■ PROBLEM DETAILS ■
All lines ahead of the one containing "target | rocky cliff face" are to be left out; that line and each one after it, through the end of the records below, are to be duplicated exactly.

Stored data entries

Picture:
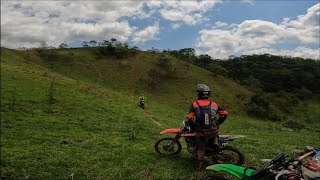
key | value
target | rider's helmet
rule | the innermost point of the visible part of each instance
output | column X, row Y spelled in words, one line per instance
column 203, row 91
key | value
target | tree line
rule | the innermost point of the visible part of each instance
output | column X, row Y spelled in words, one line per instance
column 281, row 83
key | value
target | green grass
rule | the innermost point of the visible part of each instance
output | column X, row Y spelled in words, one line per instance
column 85, row 133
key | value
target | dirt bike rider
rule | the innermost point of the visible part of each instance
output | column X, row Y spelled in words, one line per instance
column 141, row 98
column 202, row 120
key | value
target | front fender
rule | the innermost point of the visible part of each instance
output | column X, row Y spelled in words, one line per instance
column 171, row 130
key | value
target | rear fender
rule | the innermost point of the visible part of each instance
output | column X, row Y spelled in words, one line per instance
column 237, row 171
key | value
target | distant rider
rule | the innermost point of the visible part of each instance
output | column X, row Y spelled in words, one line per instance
column 202, row 120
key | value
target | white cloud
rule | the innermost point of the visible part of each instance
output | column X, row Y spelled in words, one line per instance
column 146, row 34
column 257, row 36
column 26, row 23
column 189, row 12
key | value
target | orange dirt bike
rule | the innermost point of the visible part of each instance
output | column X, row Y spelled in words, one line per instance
column 224, row 154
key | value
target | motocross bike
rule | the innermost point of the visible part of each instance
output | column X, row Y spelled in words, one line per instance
column 279, row 168
column 223, row 154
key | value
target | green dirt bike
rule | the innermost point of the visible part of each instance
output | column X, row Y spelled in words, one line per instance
column 279, row 168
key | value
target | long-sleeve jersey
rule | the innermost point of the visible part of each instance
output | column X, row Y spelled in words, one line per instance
column 215, row 110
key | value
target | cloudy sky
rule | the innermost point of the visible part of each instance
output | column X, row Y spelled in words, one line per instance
column 219, row 28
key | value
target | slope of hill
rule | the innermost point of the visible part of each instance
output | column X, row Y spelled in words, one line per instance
column 132, row 77
column 62, row 124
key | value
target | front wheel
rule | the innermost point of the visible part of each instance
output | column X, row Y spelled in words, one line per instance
column 228, row 155
column 164, row 146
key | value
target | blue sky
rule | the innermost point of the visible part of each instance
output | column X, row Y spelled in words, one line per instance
column 218, row 28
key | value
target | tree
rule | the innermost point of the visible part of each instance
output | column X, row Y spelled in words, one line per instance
column 85, row 44
column 63, row 45
column 93, row 43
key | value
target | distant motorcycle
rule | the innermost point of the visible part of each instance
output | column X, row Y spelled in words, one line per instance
column 279, row 168
column 224, row 154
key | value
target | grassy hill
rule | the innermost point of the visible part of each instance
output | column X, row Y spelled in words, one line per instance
column 76, row 116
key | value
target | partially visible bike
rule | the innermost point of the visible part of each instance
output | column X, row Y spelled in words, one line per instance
column 224, row 154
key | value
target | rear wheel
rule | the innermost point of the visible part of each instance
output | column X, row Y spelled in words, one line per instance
column 164, row 146
column 228, row 155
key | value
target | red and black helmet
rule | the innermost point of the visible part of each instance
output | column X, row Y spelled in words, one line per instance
column 203, row 91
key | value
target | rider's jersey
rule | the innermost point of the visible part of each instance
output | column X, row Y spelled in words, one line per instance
column 142, row 98
column 203, row 115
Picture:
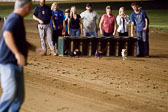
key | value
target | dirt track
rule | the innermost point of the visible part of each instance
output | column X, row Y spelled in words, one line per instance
column 87, row 84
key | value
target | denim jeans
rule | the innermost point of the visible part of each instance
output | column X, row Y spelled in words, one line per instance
column 143, row 43
column 107, row 34
column 75, row 32
column 90, row 34
column 12, row 83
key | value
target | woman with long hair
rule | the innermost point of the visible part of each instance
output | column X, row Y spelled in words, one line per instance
column 74, row 23
column 122, row 21
column 108, row 23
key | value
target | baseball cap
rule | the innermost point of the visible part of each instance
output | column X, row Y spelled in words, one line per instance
column 88, row 5
column 67, row 11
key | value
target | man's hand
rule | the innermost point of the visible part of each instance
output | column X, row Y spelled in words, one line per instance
column 41, row 22
column 21, row 61
column 40, row 51
column 145, row 28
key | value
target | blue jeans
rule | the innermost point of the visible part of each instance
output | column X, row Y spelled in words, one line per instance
column 12, row 83
column 90, row 34
column 75, row 32
column 107, row 34
column 143, row 43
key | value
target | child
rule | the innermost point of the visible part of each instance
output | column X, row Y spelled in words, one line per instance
column 122, row 21
column 66, row 19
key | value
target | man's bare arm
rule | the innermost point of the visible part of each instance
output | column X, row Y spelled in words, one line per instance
column 37, row 19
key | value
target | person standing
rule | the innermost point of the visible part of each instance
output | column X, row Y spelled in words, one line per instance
column 108, row 23
column 65, row 22
column 140, row 21
column 58, row 17
column 90, row 27
column 13, row 56
column 74, row 23
column 123, row 22
column 43, row 15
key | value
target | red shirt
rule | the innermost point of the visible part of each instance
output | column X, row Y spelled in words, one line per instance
column 108, row 23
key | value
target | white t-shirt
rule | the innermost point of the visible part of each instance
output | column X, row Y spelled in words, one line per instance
column 122, row 28
column 89, row 20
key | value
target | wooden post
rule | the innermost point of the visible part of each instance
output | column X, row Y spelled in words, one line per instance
column 72, row 45
column 117, row 48
column 108, row 48
column 61, row 46
column 135, row 48
column 81, row 46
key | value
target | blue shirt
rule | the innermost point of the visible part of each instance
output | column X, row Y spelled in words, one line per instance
column 43, row 13
column 139, row 20
column 58, row 17
column 15, row 25
column 66, row 24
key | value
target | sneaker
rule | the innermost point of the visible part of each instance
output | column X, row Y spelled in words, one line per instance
column 53, row 53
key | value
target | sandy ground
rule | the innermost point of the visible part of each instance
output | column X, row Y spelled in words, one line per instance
column 87, row 84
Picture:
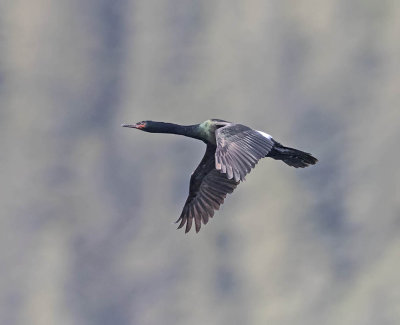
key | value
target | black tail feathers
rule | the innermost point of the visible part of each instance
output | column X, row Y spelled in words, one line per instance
column 292, row 157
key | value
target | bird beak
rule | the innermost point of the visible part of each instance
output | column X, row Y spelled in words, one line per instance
column 128, row 126
column 138, row 126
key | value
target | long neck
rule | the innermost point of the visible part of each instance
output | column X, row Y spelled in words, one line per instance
column 191, row 131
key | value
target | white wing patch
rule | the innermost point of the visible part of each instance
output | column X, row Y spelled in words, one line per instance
column 265, row 135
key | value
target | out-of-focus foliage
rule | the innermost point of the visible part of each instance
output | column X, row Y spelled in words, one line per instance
column 86, row 206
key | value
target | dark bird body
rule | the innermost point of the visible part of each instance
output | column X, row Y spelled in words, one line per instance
column 232, row 151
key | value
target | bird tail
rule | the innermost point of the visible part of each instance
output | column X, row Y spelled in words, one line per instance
column 292, row 157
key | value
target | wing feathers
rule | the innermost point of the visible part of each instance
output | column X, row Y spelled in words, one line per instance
column 208, row 189
column 238, row 150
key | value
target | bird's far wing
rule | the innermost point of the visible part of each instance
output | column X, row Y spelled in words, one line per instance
column 207, row 191
column 239, row 148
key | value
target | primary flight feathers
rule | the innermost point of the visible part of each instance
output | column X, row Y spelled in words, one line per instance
column 232, row 151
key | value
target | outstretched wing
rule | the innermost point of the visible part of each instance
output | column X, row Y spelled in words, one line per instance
column 239, row 148
column 207, row 191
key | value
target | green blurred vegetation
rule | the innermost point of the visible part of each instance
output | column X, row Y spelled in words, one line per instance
column 86, row 233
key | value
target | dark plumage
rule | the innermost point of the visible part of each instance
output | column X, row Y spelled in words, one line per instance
column 232, row 151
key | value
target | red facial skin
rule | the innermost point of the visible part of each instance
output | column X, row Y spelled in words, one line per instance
column 140, row 126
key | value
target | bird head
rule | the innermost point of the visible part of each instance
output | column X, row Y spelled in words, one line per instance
column 143, row 125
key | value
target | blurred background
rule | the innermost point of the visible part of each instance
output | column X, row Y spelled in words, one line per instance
column 86, row 207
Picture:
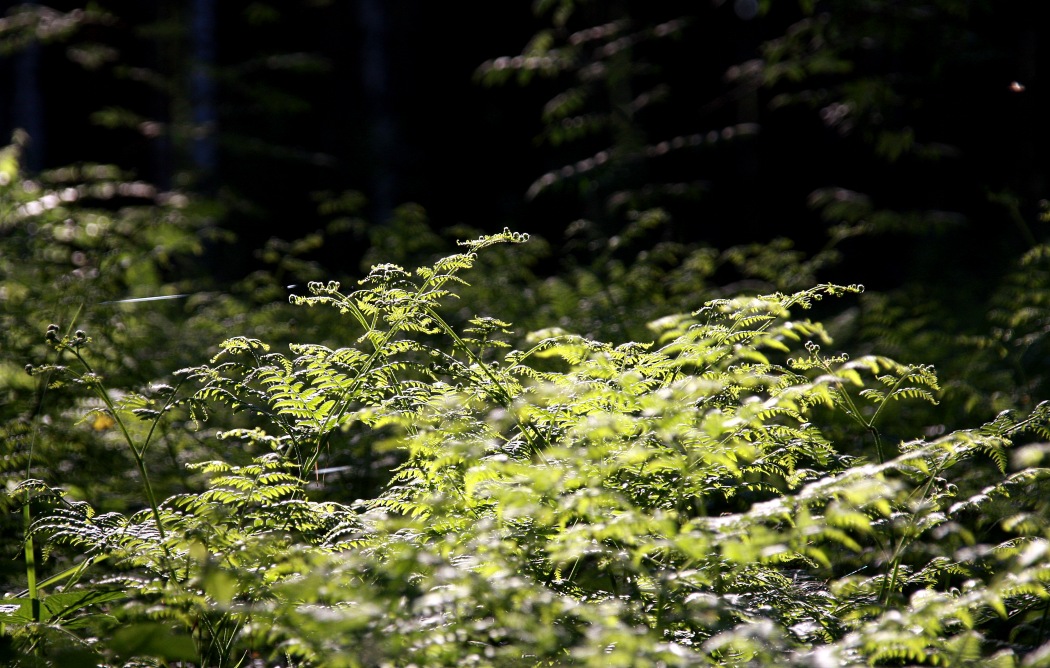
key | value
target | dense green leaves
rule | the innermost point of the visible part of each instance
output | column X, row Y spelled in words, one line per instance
column 727, row 495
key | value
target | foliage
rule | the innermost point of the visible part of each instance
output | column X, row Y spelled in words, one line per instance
column 726, row 495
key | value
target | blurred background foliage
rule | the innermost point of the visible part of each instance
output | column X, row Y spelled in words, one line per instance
column 662, row 154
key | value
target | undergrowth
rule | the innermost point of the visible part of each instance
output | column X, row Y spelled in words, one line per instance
column 730, row 494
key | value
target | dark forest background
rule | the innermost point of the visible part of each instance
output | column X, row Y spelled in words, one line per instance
column 660, row 153
column 929, row 110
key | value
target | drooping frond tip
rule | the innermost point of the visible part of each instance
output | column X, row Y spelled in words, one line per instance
column 506, row 236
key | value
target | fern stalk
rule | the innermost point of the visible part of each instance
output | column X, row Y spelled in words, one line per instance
column 30, row 562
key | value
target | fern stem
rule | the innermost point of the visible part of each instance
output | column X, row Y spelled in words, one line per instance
column 101, row 392
column 30, row 562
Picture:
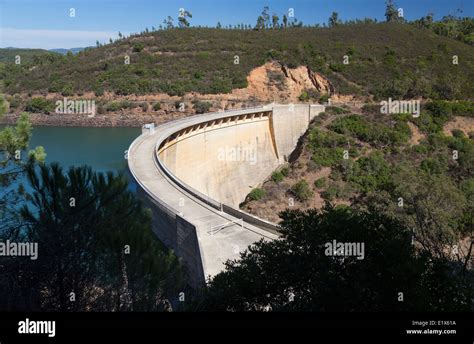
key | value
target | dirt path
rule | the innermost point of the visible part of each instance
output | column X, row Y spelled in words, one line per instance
column 466, row 124
column 416, row 135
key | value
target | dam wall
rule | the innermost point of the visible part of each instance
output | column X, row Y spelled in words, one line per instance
column 226, row 159
column 193, row 173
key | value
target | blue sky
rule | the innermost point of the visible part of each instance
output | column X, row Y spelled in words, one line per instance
column 47, row 24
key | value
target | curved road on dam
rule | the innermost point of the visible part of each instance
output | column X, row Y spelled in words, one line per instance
column 201, row 230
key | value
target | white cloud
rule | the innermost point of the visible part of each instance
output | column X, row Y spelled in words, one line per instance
column 50, row 39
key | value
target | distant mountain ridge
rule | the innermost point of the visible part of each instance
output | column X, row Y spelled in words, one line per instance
column 64, row 51
column 382, row 60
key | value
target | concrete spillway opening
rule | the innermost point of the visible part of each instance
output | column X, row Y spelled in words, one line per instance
column 194, row 172
column 226, row 158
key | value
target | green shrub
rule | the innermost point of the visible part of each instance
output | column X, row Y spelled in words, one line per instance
column 320, row 183
column 323, row 99
column 277, row 176
column 335, row 110
column 67, row 90
column 302, row 190
column 40, row 105
column 256, row 194
column 137, row 47
column 457, row 133
column 201, row 107
column 369, row 173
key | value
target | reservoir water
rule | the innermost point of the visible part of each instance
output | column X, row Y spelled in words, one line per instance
column 101, row 148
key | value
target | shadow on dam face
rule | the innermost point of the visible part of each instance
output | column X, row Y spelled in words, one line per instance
column 194, row 172
column 225, row 159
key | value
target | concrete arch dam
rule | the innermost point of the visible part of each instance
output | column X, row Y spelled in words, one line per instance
column 194, row 172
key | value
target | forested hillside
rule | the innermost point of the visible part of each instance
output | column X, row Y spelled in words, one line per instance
column 383, row 59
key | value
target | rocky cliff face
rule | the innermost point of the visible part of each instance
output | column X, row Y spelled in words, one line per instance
column 279, row 83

■ OUTPUT OF THE EXERCISE ■
target | rocky cliff face
rule | the innermost point of the visible part of each instance
output | column X, row Y spelled in words, one line per instance
column 279, row 83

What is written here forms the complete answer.